··· Extrait du document
ENTRETIEN - Des années que les scientifiques carottent la glace des pôles. Et plus ils creusent, plus ils remontent le temps. Après être remontés 800 000 ans en arrière, les glaciologues ont pour objectif de creuser jusqu’à 1,5 million d’années, jusqu’à la dernière transition climatique majeure, histoire de mieux comprendre ce que vit notre planète. En attendant, les émissions de gaz à effet de serre vont bon train. Est-il déjà trop tard ? Le point avec le chercheur grenoblois Jérôme Chappellaz, tout juste auréolé de la médaille d’argent du CNRS.
Directeur de recherche au CNRS, au sein du Laboratoire de glaciologie et géophysique de l’environnement (LGGE) de Grenoble, Jérôme Chappelaz étudie le passé pour mieux comprendre le futur. Médaille de bronze du CNRS en 1993, le chercheur grenoblois s’est vu décerner la médaille Shackleton de l’association européenne de géochimie en 2013, puis la médaille d’honneur Niels Bohr en 2014. La médaille d’argent du CNRS vient, cette année, couronner les travaux de son équipe reconnus sur la scène internationale.
Vous étudiez depuis 25 ans l’histoire du climat grâce à des prélèvements de carottes de glace en Antarctique et au Groenland. Que nous apprennent ces relevés ?
Les carottes de glace représentent de fantastiques livres naturels, chaque page étant représentée par une année d'accumulation neigeuse à la surface du glacier. Bien qu'il s'agisse d'eau particulièrement pure, notre travail consiste à analyser les infimes traces d'impuretés présentes à l'intérieur. Parmi elles, le contenu des petites bulles d'air formées quand la neige se transforme en glace.
La proportion d'atomes lourds de l'hydrogène et de l'oxygène dans la glace nous informe aussi très directement sur la température qui régnait en surface lorsque la neige s'est déposée.
Grâce à nos analyses, nous avons pu reconstituer en grand détail l'évolution du climat en Antarctique et au Groenland sur plusieurs dizaines à centaines de milliers d'années. Nous avons pu quantifier précisément cette évolution concernant le nombre de degrés Celsius, obtenir l'évolution de la concentration en gaz à effet de serre dans l'atmosphère pour déterminer le rôle qu'ils ont pu jouer dans l'évolution climatique passée, mais aussi évaluer les mécanismes naturels capables de changer cette concentration atmosphérique.
Existe-t-il encore des incertitudes ? Des interrogations ?
Toujours. Par exemple, on ne sait pas vraiment comment les grands glaciers du Groenland et de l'Antarctique vont évoluer au cours de ce siècle et des siècles suivants.
Va-t-on assister à ce que l'on appelle des “effets de seuil”, à savoir des conditions à partir desquelles le glacier se désagrège particulièrement vite sous l'effet du réchauffement climatique, conduisant globalement à une accélération de la montée du niveau des mers ?
······
··· Enregistrements à traiter
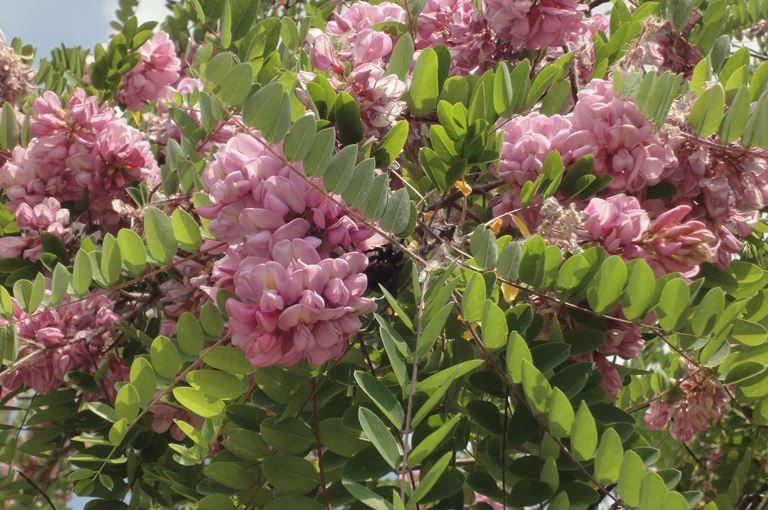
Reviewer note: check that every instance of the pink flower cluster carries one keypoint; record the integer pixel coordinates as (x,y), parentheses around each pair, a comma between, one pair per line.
(151,78)
(535,24)
(56,341)
(669,245)
(703,403)
(351,38)
(48,217)
(296,301)
(79,150)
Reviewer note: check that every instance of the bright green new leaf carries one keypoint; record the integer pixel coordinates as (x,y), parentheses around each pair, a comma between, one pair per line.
(432,330)
(640,292)
(378,434)
(630,478)
(424,92)
(483,246)
(165,359)
(652,491)
(81,273)
(609,457)
(299,140)
(536,387)
(289,474)
(608,285)
(561,415)
(673,303)
(494,328)
(143,380)
(198,402)
(216,383)
(429,479)
(432,441)
(707,111)
(159,233)
(583,434)
(132,250)
(382,397)
(127,402)
(186,230)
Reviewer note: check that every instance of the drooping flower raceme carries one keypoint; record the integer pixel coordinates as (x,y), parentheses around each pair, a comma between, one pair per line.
(295,300)
(151,79)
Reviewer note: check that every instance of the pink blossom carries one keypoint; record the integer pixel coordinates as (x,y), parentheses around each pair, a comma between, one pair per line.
(704,402)
(617,222)
(676,246)
(378,96)
(150,79)
(297,306)
(619,137)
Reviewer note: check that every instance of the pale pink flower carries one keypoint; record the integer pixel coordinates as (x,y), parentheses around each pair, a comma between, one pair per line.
(151,78)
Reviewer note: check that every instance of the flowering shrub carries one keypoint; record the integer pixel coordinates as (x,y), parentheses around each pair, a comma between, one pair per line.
(441,254)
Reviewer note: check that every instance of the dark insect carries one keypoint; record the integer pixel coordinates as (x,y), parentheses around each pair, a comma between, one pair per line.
(384,265)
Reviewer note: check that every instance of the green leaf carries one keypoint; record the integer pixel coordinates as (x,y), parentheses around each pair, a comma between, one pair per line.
(127,402)
(743,371)
(366,496)
(640,292)
(225,25)
(132,251)
(609,457)
(707,111)
(186,230)
(652,491)
(300,138)
(229,359)
(503,91)
(392,144)
(111,260)
(561,415)
(608,285)
(382,397)
(9,127)
(494,327)
(428,480)
(346,115)
(189,334)
(198,402)
(401,57)
(483,246)
(391,340)
(748,333)
(630,478)
(673,303)
(319,155)
(159,233)
(216,383)
(430,443)
(287,436)
(583,434)
(237,85)
(708,311)
(397,213)
(81,273)
(143,380)
(536,388)
(59,284)
(473,299)
(379,435)
(735,121)
(165,359)
(517,352)
(424,92)
(432,330)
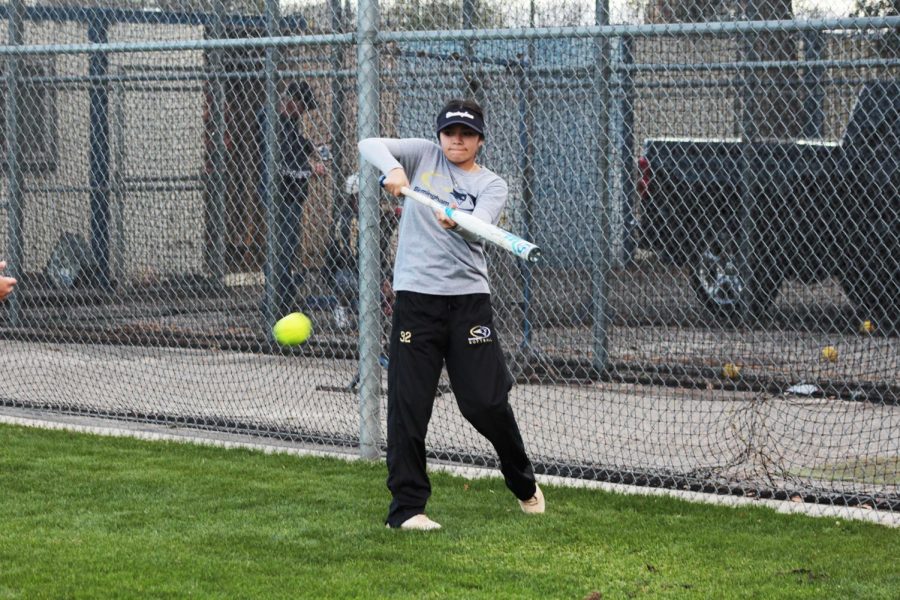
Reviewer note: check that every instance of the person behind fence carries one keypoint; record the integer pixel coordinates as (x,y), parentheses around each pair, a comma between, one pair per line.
(297,165)
(442,311)
(6,283)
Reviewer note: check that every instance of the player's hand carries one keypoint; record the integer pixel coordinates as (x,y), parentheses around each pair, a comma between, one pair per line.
(445,221)
(394,181)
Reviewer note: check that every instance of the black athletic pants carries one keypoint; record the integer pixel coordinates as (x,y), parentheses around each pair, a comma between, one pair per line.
(427,331)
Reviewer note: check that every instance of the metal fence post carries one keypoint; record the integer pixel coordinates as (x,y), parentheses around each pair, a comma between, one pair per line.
(625,98)
(338,122)
(270,177)
(813,111)
(526,150)
(99,153)
(15,193)
(749,137)
(216,178)
(601,250)
(369,246)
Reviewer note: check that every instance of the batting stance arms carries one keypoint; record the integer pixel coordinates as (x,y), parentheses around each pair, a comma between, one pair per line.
(430,259)
(6,283)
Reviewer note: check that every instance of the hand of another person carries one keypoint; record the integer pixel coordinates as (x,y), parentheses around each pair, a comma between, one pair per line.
(6,283)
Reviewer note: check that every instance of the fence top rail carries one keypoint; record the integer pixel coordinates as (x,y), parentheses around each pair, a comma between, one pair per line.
(669,29)
(646,30)
(181,45)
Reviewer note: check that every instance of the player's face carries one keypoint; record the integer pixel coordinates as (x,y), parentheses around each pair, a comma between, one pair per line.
(460,145)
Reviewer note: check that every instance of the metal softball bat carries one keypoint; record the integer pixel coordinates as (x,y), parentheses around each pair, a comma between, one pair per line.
(510,242)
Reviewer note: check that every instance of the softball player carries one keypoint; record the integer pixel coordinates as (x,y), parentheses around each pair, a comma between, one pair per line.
(442,311)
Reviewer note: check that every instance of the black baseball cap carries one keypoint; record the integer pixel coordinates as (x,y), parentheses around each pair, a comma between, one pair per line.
(461,112)
(301,92)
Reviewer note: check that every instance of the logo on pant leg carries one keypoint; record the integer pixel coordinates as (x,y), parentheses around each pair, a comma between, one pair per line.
(479,335)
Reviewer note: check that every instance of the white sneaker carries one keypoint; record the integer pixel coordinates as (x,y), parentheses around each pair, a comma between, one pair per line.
(419,523)
(534,505)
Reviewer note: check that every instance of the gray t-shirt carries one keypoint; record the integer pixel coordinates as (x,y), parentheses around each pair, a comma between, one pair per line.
(431,259)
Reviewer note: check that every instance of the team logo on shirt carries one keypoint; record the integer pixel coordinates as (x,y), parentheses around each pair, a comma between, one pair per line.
(480,335)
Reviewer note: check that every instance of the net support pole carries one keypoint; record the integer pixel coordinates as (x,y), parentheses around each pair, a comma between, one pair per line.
(15,193)
(369,245)
(602,240)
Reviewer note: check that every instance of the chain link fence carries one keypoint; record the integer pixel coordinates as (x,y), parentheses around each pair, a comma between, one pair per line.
(714,186)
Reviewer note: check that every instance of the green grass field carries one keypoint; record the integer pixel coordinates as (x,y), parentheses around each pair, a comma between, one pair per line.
(95,517)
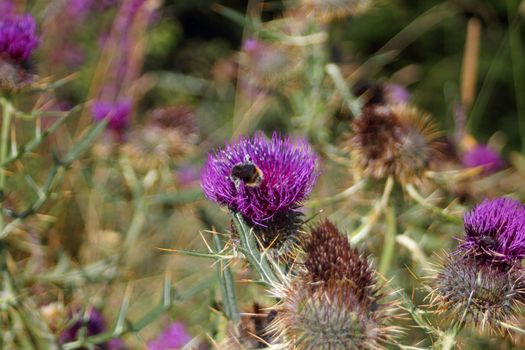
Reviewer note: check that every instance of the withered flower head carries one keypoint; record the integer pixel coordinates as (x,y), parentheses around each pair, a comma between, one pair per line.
······
**Consigne 1**
Rassemblez toutes les lignes des enregistrements où figure le mot « green ».
**Consigne 2**
Donnez la suite de l'entretien sur les carottes de glace, à partir de l'endroit où il s'arrête.
L'entretien sur les carottes de glace et les enregistrements ne viennent pas de la même source.

**Résultat attendu 1**
Reviewer note: check that every instance of the bright green new leaf carries one keypoint; record the integer pixel coordinates as (x,y), parentheses around each pair, a comma between, one pair per line.
Reviewer note: check that every instance of the green leaf carries one keypoint; record the integer pixel coordinates as (x,y), parentheses around each pair, a comma between, one pair per line.
Reviewer note: check that every instance of the green grass field carries one keypoint; record the integer pixel coordinates as (x,y), parentheses around each pair, a comma between, one pair per line.

**Résultat attendu 2**
L'évolution future de la circulation océanique et le comportement des gigantesques stocks de carbone dans les sols gelés des latitudes boréales sont également d'autres gros points d'interrogation concernant le climat de ce siècle et au-delà.
Mais ces incertitudes ne doivent pas masquer l'essentiel. L'effet de serre est un phénomène physique bien compris, basé sur des mécanismes connus depuis 150 ans, notamment grâce aux premières études spectroscopiques du chimiste irlandais John Tyndall qui a publié ses travaux en 1861 !
"Le gros du débat aujourd'hui est sur l'amplitude du réchauffement
qui résultera de cet accroissement des concentrations de gaz à effet de serre"
Sans l'effet de serre, il n'y aurait pas de vie sur Terre. On est donc très heureux qu'il existe. En revanche, on se réjouit beaucoup moins de l'accroître à la vitesse à laquelle l'homme le fait aujourd'hui, en rajoutant des gaz à effet de serre dans l'atmosphère.
Le gros du débat aujourd'hui porte sur l'amplitude du réchauffement qui résultera de cet accroissement de leurs concentrations. C'est ce qu'on appelle dans notre jargon “la sensibilité climatique”, un des points importants que nous allons étudier dans les climats du passé.
Jusqu’à quelle période ces prélèvements permettent-ils de remonter ?
Grâce à un forage européen conduit entre 1996 et 2004 au cœur du continent antarctique, nous avons pu atteindre 3 270 mètres de profondeur dans le glacier et remonter à la surface de la glace formée il y a 800 000 ans !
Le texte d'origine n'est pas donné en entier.